══ Given data

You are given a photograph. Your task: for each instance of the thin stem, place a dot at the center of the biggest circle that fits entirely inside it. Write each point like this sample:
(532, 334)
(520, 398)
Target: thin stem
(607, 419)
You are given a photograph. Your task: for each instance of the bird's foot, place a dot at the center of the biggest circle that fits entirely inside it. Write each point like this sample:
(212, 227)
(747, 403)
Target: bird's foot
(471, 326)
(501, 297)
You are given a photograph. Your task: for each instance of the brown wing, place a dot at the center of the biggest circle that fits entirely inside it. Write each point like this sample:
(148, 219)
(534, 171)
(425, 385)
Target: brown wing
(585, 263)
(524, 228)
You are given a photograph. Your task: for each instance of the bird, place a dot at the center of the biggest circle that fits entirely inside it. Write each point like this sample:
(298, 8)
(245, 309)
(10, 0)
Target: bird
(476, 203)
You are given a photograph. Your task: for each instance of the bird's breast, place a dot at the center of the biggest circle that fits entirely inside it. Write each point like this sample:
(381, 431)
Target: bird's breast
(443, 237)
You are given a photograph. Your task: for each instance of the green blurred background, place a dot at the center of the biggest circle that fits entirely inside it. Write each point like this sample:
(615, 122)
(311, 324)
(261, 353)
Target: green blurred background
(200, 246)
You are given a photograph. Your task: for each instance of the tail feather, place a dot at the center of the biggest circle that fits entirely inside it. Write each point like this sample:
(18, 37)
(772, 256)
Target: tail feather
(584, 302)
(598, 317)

════

Written request >>
Reproduce all of the material above line for line, with no changes.

Result below >>
You are given a photograph. Your task: for each instance of the thin stem, place a dot at the center of the biggest circle that fits entirely inside it. Write each point like this sample:
(532, 334)
(520, 398)
Target: thin stem
(607, 419)
You are given a photograph. Your task: for each instance of the bird's foot, place a dot at the center of the biggest circle that fits entirely inside it. Write each point like this sample:
(212, 227)
(747, 403)
Target: bird's foot
(471, 326)
(501, 297)
You are given a photograph. Your task: for each instance of the brown wing, place a dot at the center of the biggest circle that fits entirely inside it. Write each point like this sample:
(148, 219)
(534, 171)
(425, 385)
Target: brown wing
(585, 263)
(524, 228)
You are given a photograph. Your task: for each instance of the bird, place a dot at the center of the biggest circle that fits entirely inside it. Write each point like this sample:
(298, 8)
(245, 309)
(10, 0)
Target: bird
(476, 203)
You are given a photograph. Your task: for each instance of the bird's breast, place a dot at the center of the biggest circle that fits entirely inside it. Write each point like this sample:
(381, 431)
Target: bird's breast
(443, 237)
You are given a photograph. Your task: for each instance of the green blurred background, place a dot at the center of the biggest circle that fits entirely inside it. Write each point like this sample:
(615, 122)
(311, 324)
(261, 353)
Target: green blurred background
(200, 246)
You are given a photograph. Your task: for each instance of the tail feather, place a dot at the center of the biggest circle that fits entirely inside it. Write each point like this sample:
(18, 37)
(772, 256)
Target: tail feather
(584, 302)
(598, 317)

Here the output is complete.